_Problem to solve_
Output all the data exactly. Pictures do not belong in the copy.

Saved entries:
>>>>>
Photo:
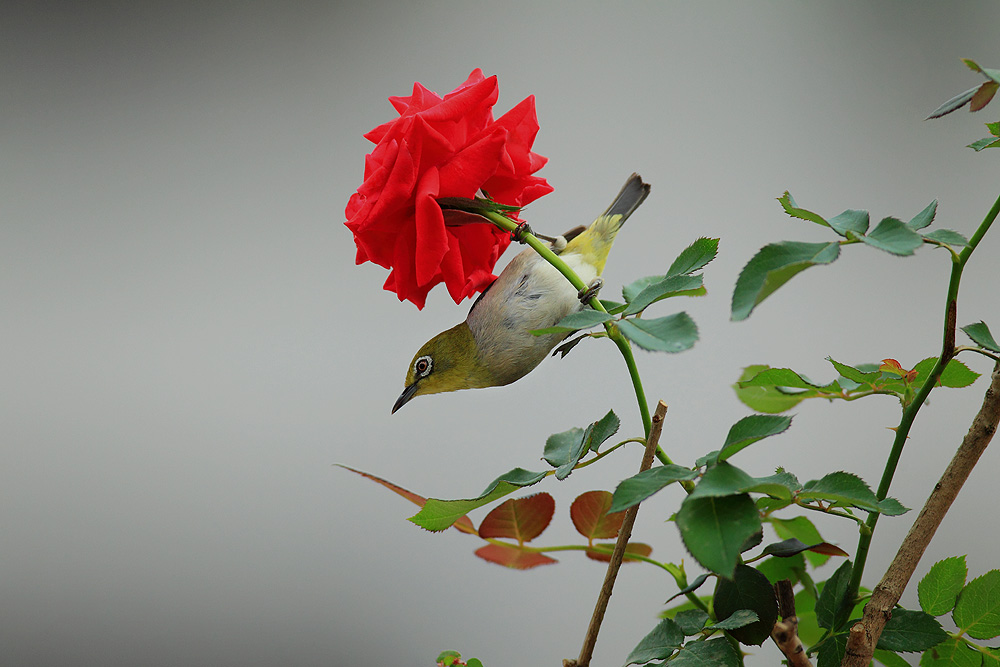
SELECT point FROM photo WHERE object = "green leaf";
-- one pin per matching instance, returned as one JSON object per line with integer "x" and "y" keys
{"x": 955, "y": 375}
{"x": 977, "y": 612}
{"x": 714, "y": 529}
{"x": 784, "y": 377}
{"x": 800, "y": 528}
{"x": 601, "y": 430}
{"x": 854, "y": 374}
{"x": 751, "y": 429}
{"x": 793, "y": 210}
{"x": 939, "y": 589}
{"x": 992, "y": 74}
{"x": 889, "y": 659}
{"x": 559, "y": 447}
{"x": 780, "y": 485}
{"x": 986, "y": 142}
{"x": 723, "y": 479}
{"x": 448, "y": 658}
{"x": 776, "y": 569}
{"x": 662, "y": 289}
{"x": 924, "y": 218}
{"x": 582, "y": 319}
{"x": 563, "y": 451}
{"x": 893, "y": 236}
{"x": 983, "y": 95}
{"x": 747, "y": 590}
{"x": 765, "y": 398}
{"x": 847, "y": 489}
{"x": 695, "y": 257}
{"x": 953, "y": 652}
{"x": 437, "y": 515}
{"x": 793, "y": 546}
{"x": 690, "y": 588}
{"x": 673, "y": 333}
{"x": 850, "y": 223}
{"x": 738, "y": 619}
{"x": 981, "y": 336}
{"x": 691, "y": 621}
{"x": 712, "y": 653}
{"x": 632, "y": 290}
{"x": 954, "y": 104}
{"x": 948, "y": 237}
{"x": 637, "y": 488}
{"x": 664, "y": 639}
{"x": 773, "y": 266}
{"x": 831, "y": 612}
{"x": 908, "y": 631}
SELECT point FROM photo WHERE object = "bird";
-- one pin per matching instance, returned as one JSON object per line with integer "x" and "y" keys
{"x": 494, "y": 346}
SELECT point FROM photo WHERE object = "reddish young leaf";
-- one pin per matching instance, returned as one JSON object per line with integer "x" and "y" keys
{"x": 636, "y": 548}
{"x": 983, "y": 95}
{"x": 522, "y": 519}
{"x": 463, "y": 525}
{"x": 590, "y": 515}
{"x": 513, "y": 556}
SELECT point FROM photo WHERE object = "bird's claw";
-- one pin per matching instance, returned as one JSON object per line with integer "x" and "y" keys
{"x": 518, "y": 234}
{"x": 591, "y": 290}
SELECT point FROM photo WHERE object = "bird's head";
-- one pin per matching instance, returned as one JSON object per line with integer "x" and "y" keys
{"x": 447, "y": 362}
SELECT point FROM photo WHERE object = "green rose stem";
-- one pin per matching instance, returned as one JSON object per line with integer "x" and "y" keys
{"x": 505, "y": 223}
{"x": 910, "y": 411}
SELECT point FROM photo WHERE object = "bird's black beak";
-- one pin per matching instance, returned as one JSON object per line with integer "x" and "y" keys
{"x": 404, "y": 398}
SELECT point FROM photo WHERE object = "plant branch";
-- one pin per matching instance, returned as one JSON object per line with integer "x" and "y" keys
{"x": 590, "y": 639}
{"x": 785, "y": 633}
{"x": 864, "y": 634}
{"x": 536, "y": 244}
{"x": 910, "y": 412}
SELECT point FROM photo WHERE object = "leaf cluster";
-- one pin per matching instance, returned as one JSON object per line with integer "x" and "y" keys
{"x": 777, "y": 263}
{"x": 671, "y": 333}
{"x": 775, "y": 390}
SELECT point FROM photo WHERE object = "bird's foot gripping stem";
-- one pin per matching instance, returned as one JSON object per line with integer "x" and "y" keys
{"x": 518, "y": 234}
{"x": 591, "y": 290}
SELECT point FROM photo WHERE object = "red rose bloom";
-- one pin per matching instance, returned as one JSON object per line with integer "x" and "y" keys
{"x": 443, "y": 147}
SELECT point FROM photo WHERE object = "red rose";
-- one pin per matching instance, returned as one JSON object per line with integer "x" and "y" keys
{"x": 443, "y": 147}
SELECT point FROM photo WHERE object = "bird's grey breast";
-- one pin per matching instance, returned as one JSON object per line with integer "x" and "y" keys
{"x": 529, "y": 294}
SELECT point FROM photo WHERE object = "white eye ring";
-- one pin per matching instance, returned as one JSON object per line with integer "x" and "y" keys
{"x": 422, "y": 366}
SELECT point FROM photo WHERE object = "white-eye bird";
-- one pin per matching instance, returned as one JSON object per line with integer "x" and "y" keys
{"x": 494, "y": 345}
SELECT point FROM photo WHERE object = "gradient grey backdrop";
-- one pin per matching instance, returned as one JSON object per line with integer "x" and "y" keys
{"x": 188, "y": 346}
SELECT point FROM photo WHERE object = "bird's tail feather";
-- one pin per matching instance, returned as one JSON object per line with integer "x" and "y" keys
{"x": 595, "y": 242}
{"x": 633, "y": 193}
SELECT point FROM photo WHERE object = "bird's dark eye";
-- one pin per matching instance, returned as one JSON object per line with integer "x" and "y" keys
{"x": 422, "y": 366}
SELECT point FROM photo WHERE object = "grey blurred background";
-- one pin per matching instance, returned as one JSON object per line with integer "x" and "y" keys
{"x": 188, "y": 346}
<<<<<
_Task solution_
Photo:
SELECT point FROM photo WHERE object = "green leaf";
-- one pin per matching instance, returned as one JSON object per line with integer "x" and "y" keys
{"x": 955, "y": 375}
{"x": 977, "y": 612}
{"x": 714, "y": 529}
{"x": 784, "y": 377}
{"x": 800, "y": 528}
{"x": 601, "y": 430}
{"x": 854, "y": 374}
{"x": 751, "y": 429}
{"x": 793, "y": 210}
{"x": 939, "y": 589}
{"x": 992, "y": 74}
{"x": 889, "y": 659}
{"x": 559, "y": 447}
{"x": 780, "y": 485}
{"x": 986, "y": 142}
{"x": 723, "y": 479}
{"x": 448, "y": 658}
{"x": 776, "y": 569}
{"x": 662, "y": 289}
{"x": 924, "y": 218}
{"x": 582, "y": 319}
{"x": 563, "y": 451}
{"x": 893, "y": 236}
{"x": 983, "y": 95}
{"x": 747, "y": 590}
{"x": 765, "y": 398}
{"x": 847, "y": 489}
{"x": 695, "y": 257}
{"x": 953, "y": 652}
{"x": 437, "y": 515}
{"x": 793, "y": 546}
{"x": 690, "y": 588}
{"x": 673, "y": 333}
{"x": 850, "y": 223}
{"x": 738, "y": 619}
{"x": 981, "y": 336}
{"x": 691, "y": 621}
{"x": 712, "y": 653}
{"x": 632, "y": 290}
{"x": 954, "y": 104}
{"x": 948, "y": 237}
{"x": 637, "y": 488}
{"x": 664, "y": 639}
{"x": 773, "y": 266}
{"x": 831, "y": 612}
{"x": 908, "y": 631}
SELECT point FROM photo WHERE object = "bird";
-- one pin per matching instance, returned as one JSON object per line with integer "x" and "y" keys
{"x": 494, "y": 346}
SELECT point FROM photo WHERE object = "reddish young leaf";
-- one pin per matching instance, returned as one JSON object per line with integer "x" and "y" keys
{"x": 636, "y": 548}
{"x": 983, "y": 95}
{"x": 522, "y": 519}
{"x": 463, "y": 525}
{"x": 590, "y": 515}
{"x": 513, "y": 556}
SELECT point FROM photo WHERE object = "bird's claw";
-- one pin per matching instance, returned as one JSON object per line with integer "x" and "y" keys
{"x": 518, "y": 234}
{"x": 591, "y": 290}
SELECT point FROM photo WHERE object = "bird's head";
-- one pin per matching instance, returned as one JSON object per line with integer "x" and "y" keys
{"x": 447, "y": 362}
SELECT point FROM photo WHERE object = "green rose stem";
-- one pin per matching instance, returned as one JSON object per line with integer "x" and "y" keys
{"x": 505, "y": 223}
{"x": 910, "y": 411}
SELECT point FROM photo WHERE object = "bird's black beak";
-- one pin per matching instance, returned as one JSON object per line with integer "x" and "y" keys
{"x": 404, "y": 398}
SELECT point FROM photo WHERE object = "plant branch";
-- one pin per matching instance, returned as one JSON object per line with integer "x" and "y" keys
{"x": 590, "y": 639}
{"x": 785, "y": 633}
{"x": 864, "y": 634}
{"x": 536, "y": 244}
{"x": 910, "y": 412}
SELECT point FROM photo WHERE object = "leaf cluster";
-- one pin per matching instance, returned as one JSON object per line with integer "x" and "y" keys
{"x": 777, "y": 263}
{"x": 671, "y": 333}
{"x": 775, "y": 390}
SELECT point FROM photo WHERE object = "bird's foot gripping stem";
-- one pin per matching instance, returned as one JSON object per line with integer "x" and "y" keys
{"x": 518, "y": 234}
{"x": 591, "y": 290}
SELECT point FROM photo WHERE object = "red rose bloom";
-- one pin per matching instance, returned as one JSON object per line with integer "x" and "y" keys
{"x": 443, "y": 147}
SELECT point FROM photo WHERE object = "red rose";
-- one pin per matching instance, returned as one JSON object per line with integer "x" and "y" keys
{"x": 443, "y": 147}
SELECT point FROM photo WHERE object = "bird's grey breast";
-- one pin per matching instance, returned as one JSON object per line with integer "x" and "y" keys
{"x": 529, "y": 294}
SELECT point FROM photo WHERE object = "white eye ring";
-- one pin per matching instance, returned as one JSON object per line with integer "x" and "y" keys
{"x": 422, "y": 366}
SELECT point FROM photo WHERE object = "white-eye bird";
-- one pin per matching instance, returned as one JSON object per line with integer "x" and "y" keys
{"x": 494, "y": 345}
SELECT point FROM photo WHERE object = "gradient grey backdrop";
-- one pin per matching instance, returned as one JSON object per line with integer "x" and "y" keys
{"x": 188, "y": 346}
SELECT point FROM photo WHERE object = "bird's tail feather";
-- one pin per matching instance, returned as one JSON object per line with integer "x" and "y" keys
{"x": 595, "y": 242}
{"x": 633, "y": 193}
SELECT point FROM photo WHERE object = "bird's dark eye";
-- one pin per matching instance, returned as one JSON object per line with integer "x" and "y" keys
{"x": 422, "y": 366}
SELECT point FROM photo WHERE object = "grey blurred background";
-- one pin per matching instance, returned as one JSON object per line with integer "x" and "y" keys
{"x": 188, "y": 346}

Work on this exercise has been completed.